═════ Source extract ═════
Hello readers, writers, and friends! As always the prompts for today will be at the bottom. Feel free to use them as your own jump off point. Post it in the comments or send to me via the contact page!
No one noticed her come in. Everyone else had an invitation of course, and her total lack of evening attire should have made her a parria at the door. But somehow she was in the midst of us without ever having graced the dance floor or skirted the buffet.
She took so many people’s hands as they moved past. The coal dust on her fingers leaving long dark streaks. She wasn’t ageless, but she wasn’t old. She never spoke. Just meandered through the partygoers. Some she smiled at, in kind way or cruel. One old fellow she siezed upon and laughed aloud as she shook his hand so vigorously that everyone who saw thought they must have known each other.
It was just before midnight when the host was made aware of his strange visitor. She had retired onto a pouf in an alcove. She appeared to doze.
He was a good sort of man. A man of business, fair and honorable.
He knelt before her and cleared his throat.
“Madam. Madam, how may I help you?”
Her eyelids fluttered and when her gaze settled on his face, she smiled that kind smile again. She only shook her head as if to say she needed nothing. That her little doze on his fine velvet cushion, now covered in the soot of her clothes, had been all she required. She rose slowly, but gracefully to her feet, as the clock chimed.
With each chime she shivered. Her tattered veils falling away to reveal silvery satin, long dark hair. Her eyes, now rimmed in dark lashes, shimmered silver like her dress. Black butterfly wings sprouted from her shoulders.
All stared as she produced a small hand sickle. The sooty leavings that had surrounded her, trailed her through the evening swirled before her. They became threads as fine as spider silk, weaving their way around the wrists of every hand she’d shaken. She gathered them up in one hand, raised her sickle in the other.
On the last stroke of midnight with an audible thnickt, she cut through the treads. Everyone held their breath, sure this dark manifestation would portent some ill. But nothing happened.
With a dark flutter of her wings, and a satisfied smile on her face, the woman vanished. No trace remained. The guests laughed awkwardly, then with more relief, finally they clapped in amusement at the strange entertainment, no doubt, concocted by their host.
He bowed and waved, but his insides churned. This had not been his doing.
The party broke up early. Many could not shake the feeling of the strange woman’s hand in theirs, or the feeling of the thread around their wrists. They slept poorly that night, and for days after.
One by one the news came back to their gracious host. They died. In their sleep, in accidents, in foolish duels. Of fevers, consumptions, and all the complications of childbed. Including his wife.
One week later, after all this disaster, a letter arrived.
Thank you for the party. It’s my best work in years. Enjoy all the days that remain. They fly faster than anyone can think. ~Bella Morte
In times of darkness and uncertainty it can be therapeutic to make art that reflects the reality that death comes to us all and none of us are ever truly prepared for it. The art of the plague years in medieval Europe, the death cults of Egypt, the Hindu worship of Kali (both beautiful and terrifying) points to our need to dance with and cope with death through art and spiritual practice. As always, I write this “live,” unsure of where it will take me. As I am sick right now (it’s not COVID, I’m on antibiotics! It’s fine) perhaps I spent this morning wrestling with my own mortality, anxious to be back at the rigors of living life as soon as possible.
Today’s prompts were: a person with wings, an uninvited guest. I hope you feel inspired and I can’t wait to see what you come up with.
═════ Records ═════
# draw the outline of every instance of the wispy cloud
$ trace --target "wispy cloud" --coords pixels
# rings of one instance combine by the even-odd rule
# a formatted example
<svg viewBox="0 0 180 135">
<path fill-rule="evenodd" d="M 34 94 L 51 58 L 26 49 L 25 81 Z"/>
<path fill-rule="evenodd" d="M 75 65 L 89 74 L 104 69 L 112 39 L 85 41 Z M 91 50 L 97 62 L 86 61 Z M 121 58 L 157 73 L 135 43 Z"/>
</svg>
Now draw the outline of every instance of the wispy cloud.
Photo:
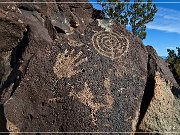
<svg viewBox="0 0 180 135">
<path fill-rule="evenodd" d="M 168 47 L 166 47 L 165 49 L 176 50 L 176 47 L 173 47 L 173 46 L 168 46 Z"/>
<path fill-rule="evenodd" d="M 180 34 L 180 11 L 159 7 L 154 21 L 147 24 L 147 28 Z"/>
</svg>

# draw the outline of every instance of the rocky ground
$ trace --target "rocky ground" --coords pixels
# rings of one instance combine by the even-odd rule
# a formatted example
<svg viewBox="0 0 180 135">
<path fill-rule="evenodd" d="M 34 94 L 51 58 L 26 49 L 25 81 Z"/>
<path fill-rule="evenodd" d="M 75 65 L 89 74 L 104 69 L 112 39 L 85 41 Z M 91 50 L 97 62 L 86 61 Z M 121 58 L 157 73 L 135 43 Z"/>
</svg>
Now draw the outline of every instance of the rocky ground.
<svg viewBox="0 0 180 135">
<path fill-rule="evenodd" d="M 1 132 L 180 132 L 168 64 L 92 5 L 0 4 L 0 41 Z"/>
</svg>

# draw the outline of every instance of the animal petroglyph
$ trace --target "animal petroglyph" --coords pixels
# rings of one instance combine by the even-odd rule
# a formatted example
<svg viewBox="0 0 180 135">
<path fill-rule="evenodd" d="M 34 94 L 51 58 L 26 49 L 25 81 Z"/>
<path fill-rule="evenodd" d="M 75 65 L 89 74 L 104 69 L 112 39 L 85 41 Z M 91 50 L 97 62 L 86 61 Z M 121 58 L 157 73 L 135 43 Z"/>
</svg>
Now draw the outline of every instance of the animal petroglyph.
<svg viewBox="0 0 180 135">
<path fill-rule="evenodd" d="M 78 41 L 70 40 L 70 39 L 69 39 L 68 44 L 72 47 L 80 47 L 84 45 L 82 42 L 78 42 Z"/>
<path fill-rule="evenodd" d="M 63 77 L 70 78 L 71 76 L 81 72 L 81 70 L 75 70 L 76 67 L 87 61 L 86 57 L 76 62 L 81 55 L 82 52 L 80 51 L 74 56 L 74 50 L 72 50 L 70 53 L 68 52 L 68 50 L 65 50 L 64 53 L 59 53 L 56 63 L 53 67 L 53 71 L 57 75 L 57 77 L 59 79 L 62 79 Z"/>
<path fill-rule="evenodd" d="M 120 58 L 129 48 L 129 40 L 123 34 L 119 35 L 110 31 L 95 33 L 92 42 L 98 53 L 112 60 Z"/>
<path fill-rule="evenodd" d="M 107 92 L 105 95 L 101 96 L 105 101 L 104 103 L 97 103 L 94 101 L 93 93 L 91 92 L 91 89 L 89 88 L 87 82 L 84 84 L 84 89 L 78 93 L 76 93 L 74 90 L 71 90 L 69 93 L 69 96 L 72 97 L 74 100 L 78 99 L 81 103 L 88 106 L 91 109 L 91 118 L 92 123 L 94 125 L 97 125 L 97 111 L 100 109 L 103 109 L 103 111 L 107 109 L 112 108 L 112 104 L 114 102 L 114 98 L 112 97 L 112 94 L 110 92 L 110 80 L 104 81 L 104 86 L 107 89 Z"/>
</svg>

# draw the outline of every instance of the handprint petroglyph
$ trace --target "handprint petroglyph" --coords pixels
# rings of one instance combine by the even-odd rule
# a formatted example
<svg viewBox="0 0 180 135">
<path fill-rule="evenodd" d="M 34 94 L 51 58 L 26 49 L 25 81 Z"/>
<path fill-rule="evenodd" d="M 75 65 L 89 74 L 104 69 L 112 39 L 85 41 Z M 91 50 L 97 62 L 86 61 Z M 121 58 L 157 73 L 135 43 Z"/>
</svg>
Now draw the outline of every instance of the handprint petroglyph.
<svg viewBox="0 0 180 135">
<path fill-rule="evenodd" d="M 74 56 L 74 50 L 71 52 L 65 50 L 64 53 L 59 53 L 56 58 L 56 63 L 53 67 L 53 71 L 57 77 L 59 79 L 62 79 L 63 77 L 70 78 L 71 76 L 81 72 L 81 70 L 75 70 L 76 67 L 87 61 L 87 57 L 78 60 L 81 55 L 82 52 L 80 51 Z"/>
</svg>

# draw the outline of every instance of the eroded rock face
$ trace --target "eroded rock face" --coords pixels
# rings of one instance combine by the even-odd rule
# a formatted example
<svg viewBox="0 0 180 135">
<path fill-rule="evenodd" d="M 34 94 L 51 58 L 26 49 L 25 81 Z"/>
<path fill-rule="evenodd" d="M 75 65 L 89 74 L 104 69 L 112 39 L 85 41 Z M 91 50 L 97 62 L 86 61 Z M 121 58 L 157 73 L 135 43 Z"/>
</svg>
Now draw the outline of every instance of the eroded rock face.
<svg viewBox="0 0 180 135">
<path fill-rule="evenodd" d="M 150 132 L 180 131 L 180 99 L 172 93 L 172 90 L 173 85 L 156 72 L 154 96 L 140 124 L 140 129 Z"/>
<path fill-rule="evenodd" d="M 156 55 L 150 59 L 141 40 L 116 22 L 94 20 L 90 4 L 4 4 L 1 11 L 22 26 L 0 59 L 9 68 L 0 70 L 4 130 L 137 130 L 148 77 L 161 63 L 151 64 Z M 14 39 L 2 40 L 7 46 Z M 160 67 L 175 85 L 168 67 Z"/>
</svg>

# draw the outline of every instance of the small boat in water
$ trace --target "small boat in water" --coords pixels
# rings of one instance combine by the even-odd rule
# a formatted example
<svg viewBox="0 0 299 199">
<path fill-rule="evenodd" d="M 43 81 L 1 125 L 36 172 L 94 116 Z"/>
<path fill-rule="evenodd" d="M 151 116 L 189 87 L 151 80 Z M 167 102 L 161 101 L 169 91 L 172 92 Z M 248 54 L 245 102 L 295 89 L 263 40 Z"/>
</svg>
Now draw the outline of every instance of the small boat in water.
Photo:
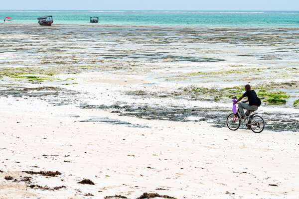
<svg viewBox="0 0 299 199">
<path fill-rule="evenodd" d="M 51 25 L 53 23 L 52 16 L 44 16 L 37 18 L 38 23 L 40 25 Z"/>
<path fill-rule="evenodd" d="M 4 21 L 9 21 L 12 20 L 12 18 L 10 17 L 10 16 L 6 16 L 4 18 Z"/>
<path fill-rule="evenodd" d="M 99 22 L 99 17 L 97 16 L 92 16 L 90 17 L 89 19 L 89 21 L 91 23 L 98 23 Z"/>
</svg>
═════
Task requirements -
A. Please say whether each statement agrees with the blog post, giving yes or no and quoting the words that decide it. (i) The writer's illness is COVID. (ii) The host's wife was among those who died. (iii) The letter arrived one week after the party.
B. Transcribe the blog post from "He was a good" to "the clock chimed.".

Answers to the tasks -
A.
(i) No: "it’s not COVID, I’m on antibiotics!"
(ii) Yes: "Including his wife."
(iii) Yes: "One week later, after all this disaster, a letter arrived."

B.
He was a good sort of man. A man of business, fair and honorable.
He knelt before her and cleared his throat.
“Madam. Madam, how may I help you?”
Her eyelids fluttered and when her gaze settled on his face, she smiled that kind smile again. She only shook her head as if to say she needed nothing. That her little doze on his fine velvet cushion, now covered in the soot of her clothes, had been all she required. She rose slowly, but gracefully to her feet, as the clock chimed.